Article -
Nous réconcilier avec nous‐mêmes
Le système actuel fabrique à échelle industrielle des individus schizophrènes, à la fois gagnants et perdants, bourreaux et victimes, oscillant sans cesse entre espoir d’un avenir meilleur et désespoir devant la marche du monde. Ces tensions de plus en plus ingérables nourrissent chaque jour davantage les aspirations au changement radical, au niveau intime comme au niveau collectif, et apparaissent comme un ferment révolutionnaire aujourd’hui latent, d’autant plus sérieux qu’il ne se nourrit pas d’idéologie mais s’enracine dans nos vies quotidiennes. Notre prochain Président serait bien inspiré d’en tenir compte.
Nous réconcilier avec nous‐mêmes, c’est tenter de retrouver un minimum de cohérence entre nos pensées, nos paroles et nos actes en tant que communauté civique. Cette cohérence fait aujourd’hui cruellement défaut. Elle nous dessert à l’extérieur – dans nos relations avec les autres nations qui nous considèrent souvent comme des « donneurs de leçons » incapables de nous les appliquer à nous‐mêmes. Elle nous mine à l’intérieur : quelle crédibilité avons‐nous vis‐à‐vis de notre propre jeunesse quand il lui est si aisé de pointer les contradictions entre ce que la République professe et la manière dont elle agit ?

Relevé -
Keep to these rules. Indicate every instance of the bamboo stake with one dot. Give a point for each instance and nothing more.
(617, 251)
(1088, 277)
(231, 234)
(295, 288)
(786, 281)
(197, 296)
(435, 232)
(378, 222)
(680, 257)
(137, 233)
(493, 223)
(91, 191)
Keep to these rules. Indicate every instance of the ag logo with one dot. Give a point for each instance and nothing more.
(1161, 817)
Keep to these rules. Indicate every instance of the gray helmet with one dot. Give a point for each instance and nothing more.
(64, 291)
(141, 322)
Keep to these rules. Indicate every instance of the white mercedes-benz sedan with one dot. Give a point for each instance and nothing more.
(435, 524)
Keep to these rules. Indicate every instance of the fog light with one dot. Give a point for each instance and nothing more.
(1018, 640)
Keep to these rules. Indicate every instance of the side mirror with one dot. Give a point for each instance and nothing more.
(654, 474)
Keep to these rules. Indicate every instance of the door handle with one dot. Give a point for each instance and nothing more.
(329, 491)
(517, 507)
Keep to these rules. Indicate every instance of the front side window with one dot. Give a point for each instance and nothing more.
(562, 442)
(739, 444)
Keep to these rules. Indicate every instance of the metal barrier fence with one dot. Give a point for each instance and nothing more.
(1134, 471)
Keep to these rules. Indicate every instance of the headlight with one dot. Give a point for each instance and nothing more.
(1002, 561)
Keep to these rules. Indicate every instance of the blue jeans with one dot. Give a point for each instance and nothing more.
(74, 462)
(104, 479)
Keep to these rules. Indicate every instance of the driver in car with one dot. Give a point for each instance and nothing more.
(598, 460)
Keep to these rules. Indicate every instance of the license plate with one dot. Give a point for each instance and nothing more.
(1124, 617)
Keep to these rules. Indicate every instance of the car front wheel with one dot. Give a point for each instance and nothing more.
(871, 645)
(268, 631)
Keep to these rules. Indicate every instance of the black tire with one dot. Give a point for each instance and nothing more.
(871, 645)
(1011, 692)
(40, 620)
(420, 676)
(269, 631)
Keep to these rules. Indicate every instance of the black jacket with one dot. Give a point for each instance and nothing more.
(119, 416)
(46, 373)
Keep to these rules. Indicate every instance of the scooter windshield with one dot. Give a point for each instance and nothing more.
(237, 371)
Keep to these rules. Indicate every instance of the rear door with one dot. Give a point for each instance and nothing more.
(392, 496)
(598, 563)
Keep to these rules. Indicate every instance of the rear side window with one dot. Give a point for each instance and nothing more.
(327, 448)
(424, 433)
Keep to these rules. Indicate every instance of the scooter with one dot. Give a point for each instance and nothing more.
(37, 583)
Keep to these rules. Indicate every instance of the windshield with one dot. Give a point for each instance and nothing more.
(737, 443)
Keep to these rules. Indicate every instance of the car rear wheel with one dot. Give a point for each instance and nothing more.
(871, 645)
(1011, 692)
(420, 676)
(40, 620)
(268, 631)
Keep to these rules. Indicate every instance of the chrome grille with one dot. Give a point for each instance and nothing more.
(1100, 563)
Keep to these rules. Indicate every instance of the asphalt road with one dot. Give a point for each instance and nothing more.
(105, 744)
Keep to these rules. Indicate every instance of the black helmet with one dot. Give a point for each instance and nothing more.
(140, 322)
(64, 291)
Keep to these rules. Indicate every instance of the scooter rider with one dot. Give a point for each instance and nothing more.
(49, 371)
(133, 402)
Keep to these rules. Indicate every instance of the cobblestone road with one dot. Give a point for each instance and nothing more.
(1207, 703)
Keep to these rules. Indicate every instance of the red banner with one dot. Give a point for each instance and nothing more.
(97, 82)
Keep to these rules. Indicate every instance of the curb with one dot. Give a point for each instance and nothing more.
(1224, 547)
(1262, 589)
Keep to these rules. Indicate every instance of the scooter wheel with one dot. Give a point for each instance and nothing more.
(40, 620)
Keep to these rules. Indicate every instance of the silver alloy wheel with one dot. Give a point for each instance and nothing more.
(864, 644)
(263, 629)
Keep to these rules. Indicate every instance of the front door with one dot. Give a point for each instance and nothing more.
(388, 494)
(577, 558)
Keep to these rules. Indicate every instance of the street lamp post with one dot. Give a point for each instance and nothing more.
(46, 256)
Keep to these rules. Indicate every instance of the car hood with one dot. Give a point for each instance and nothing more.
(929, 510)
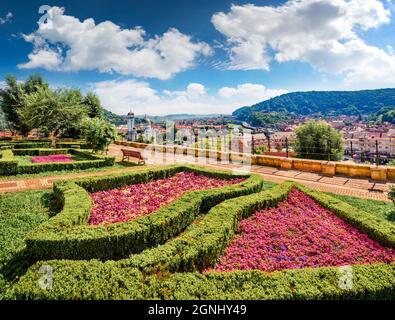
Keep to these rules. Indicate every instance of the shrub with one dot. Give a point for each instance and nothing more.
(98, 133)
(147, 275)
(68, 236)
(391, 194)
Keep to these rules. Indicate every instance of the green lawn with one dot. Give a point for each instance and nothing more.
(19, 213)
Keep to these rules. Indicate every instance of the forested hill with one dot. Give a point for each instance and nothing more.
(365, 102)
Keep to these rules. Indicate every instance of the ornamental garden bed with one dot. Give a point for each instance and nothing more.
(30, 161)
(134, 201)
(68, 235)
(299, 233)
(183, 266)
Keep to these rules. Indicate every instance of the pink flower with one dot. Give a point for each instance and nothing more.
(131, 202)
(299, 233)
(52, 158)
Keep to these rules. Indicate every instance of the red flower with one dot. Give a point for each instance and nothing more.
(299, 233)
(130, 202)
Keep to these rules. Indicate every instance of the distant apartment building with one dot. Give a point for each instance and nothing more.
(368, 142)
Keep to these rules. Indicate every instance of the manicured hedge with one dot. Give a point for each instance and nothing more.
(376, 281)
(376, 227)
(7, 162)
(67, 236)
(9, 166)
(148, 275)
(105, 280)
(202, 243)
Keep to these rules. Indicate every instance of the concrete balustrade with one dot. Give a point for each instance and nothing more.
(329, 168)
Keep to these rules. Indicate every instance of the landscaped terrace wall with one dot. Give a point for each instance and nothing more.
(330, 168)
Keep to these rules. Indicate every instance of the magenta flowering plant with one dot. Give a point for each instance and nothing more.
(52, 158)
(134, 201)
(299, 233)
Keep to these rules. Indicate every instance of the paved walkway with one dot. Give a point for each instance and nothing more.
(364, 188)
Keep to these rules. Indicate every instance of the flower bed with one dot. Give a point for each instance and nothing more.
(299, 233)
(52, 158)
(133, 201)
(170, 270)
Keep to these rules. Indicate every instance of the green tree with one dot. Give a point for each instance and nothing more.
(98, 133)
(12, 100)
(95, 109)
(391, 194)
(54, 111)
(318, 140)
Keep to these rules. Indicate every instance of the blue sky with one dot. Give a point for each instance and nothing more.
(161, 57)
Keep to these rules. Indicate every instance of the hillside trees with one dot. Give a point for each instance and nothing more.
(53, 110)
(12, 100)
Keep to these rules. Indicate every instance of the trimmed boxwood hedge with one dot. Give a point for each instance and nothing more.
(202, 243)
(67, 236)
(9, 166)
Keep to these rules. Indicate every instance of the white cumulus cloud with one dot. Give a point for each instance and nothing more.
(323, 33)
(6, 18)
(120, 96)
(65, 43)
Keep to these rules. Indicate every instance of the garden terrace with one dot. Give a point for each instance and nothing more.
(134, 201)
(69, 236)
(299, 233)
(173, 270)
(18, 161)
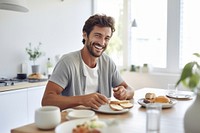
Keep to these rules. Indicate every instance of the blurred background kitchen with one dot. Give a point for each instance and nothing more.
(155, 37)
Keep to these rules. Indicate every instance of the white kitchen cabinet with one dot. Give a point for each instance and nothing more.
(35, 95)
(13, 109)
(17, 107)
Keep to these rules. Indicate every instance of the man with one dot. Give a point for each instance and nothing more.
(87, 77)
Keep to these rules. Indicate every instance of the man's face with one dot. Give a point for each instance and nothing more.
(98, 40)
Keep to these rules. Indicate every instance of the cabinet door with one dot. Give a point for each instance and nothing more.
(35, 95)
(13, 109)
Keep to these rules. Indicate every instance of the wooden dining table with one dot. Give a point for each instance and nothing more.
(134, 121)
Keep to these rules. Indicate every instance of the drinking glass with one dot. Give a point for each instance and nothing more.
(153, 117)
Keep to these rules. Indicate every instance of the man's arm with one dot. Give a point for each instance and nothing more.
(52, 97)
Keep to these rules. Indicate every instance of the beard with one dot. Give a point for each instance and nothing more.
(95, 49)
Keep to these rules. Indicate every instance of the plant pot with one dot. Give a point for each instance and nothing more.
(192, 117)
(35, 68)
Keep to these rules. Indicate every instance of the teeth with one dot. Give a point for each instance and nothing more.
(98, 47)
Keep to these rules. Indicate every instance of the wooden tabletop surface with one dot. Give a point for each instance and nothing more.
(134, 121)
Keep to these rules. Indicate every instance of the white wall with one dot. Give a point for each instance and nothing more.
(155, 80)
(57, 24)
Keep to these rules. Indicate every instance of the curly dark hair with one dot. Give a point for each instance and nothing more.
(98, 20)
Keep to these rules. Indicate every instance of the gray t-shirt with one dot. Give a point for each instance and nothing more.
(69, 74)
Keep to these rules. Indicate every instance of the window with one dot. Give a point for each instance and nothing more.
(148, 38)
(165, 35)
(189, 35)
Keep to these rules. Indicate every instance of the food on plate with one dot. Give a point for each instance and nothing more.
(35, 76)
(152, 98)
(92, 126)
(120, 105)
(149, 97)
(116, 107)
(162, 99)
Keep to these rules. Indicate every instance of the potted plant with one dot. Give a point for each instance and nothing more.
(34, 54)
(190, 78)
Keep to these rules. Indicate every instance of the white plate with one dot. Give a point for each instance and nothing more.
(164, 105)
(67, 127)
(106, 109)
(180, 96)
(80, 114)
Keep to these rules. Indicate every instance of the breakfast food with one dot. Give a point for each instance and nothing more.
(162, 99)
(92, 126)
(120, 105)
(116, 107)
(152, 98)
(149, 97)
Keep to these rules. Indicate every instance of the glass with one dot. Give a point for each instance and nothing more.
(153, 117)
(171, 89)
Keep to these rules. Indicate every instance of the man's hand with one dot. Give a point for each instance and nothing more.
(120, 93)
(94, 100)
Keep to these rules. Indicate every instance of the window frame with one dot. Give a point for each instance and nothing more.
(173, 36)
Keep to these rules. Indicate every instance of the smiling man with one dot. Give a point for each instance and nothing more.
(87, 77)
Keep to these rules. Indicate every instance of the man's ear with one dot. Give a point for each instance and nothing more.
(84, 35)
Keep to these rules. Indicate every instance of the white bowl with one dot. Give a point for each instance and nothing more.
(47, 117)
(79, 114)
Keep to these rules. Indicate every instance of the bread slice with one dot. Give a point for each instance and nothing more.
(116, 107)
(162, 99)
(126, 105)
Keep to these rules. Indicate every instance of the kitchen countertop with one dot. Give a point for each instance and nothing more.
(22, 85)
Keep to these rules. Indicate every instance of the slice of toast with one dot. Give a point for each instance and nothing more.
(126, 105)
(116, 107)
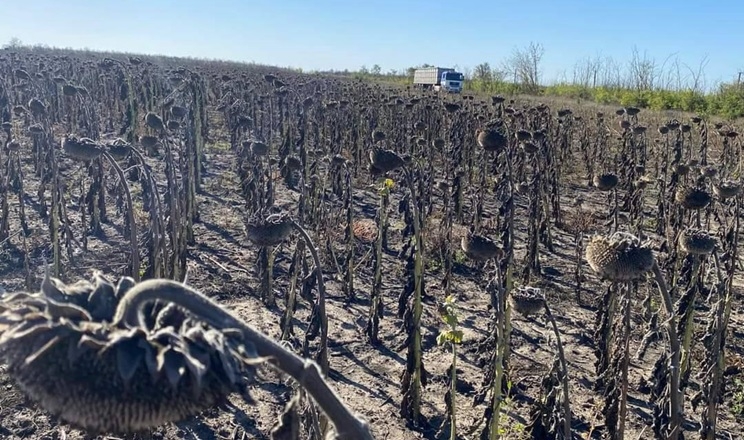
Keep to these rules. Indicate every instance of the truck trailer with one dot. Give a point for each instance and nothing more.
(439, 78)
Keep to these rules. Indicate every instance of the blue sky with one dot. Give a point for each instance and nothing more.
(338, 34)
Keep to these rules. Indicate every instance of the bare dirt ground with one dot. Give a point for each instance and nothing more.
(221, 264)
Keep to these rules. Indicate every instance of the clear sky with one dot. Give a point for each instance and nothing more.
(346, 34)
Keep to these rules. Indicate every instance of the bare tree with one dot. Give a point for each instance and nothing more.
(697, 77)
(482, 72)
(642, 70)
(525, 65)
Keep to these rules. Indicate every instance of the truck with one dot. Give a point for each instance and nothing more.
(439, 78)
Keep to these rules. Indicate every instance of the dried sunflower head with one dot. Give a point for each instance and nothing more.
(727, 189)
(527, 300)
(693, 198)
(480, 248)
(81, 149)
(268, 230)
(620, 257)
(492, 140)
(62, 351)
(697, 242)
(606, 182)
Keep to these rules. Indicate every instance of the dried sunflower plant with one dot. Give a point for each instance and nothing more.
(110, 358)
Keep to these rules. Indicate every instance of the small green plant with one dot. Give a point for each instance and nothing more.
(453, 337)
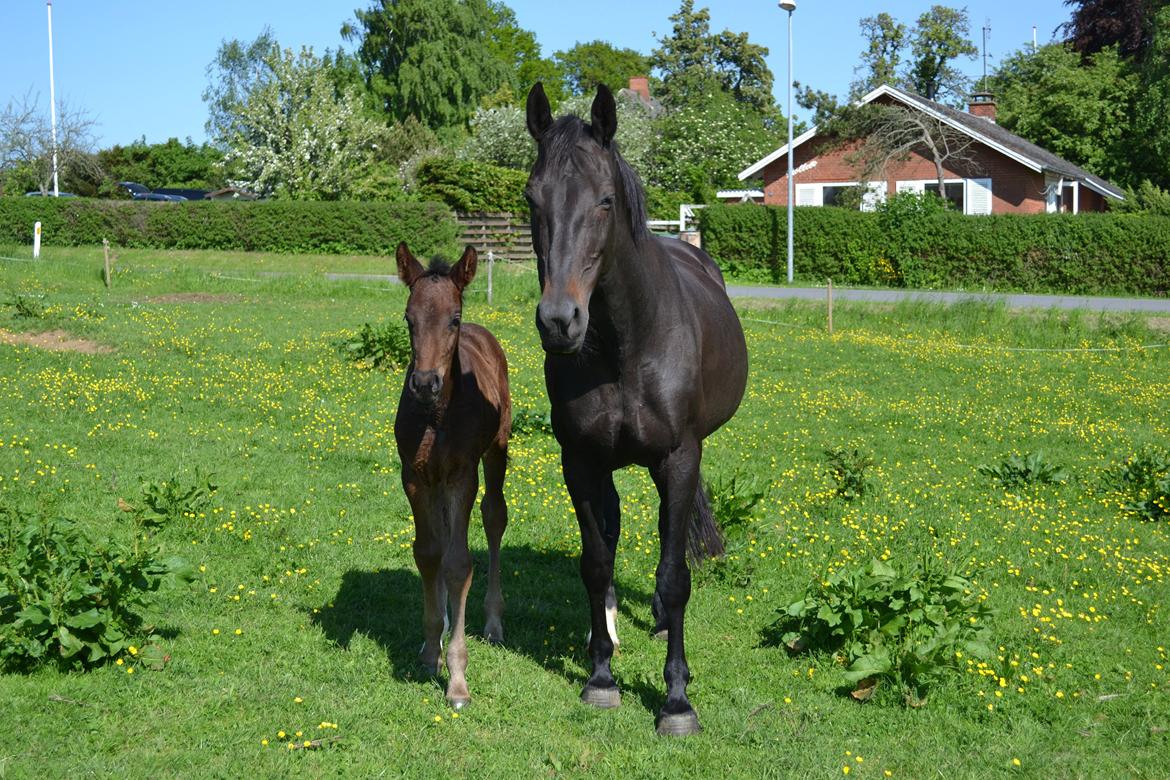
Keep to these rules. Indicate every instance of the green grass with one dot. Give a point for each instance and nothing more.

Consigne A -
Répondez à ces questions sur l'article :
(i) Que fabrique le système actuel à échelle industrielle ?
(ii) Comment les autres nations nous considèrent-elles souvent ?
(iii) Qui serait bien inspiré de tenir compte de ces tensions ?
Consigne B - Recopiez à l'identique les lignes du relevé, en partant de celle qui contient « Keep to these rules. Indicate every instance of the driver » et en vous arrêtant après celle qui contient « (1124, 617) ».
L'article et les lignes du relevé sont deux documents sans lien entre eux.

Réponse A -
(i) Des individus schizophrènes, à la fois gagnants et perdants, bourreaux et victimes.
(ii) Comme des « donneurs de leçons » incapables de nous les appliquer à nous-mêmes.
(iii) Notre prochain Président.

Réponse B -
Keep to these rules. Indicate every instance of the driver in car with one dot. Give a point for each instance and nothing more.
(598, 460)
Keep to these rules. Indicate every instance of the license plate with one dot. Give a point for each instance and nothing more.
(1124, 617)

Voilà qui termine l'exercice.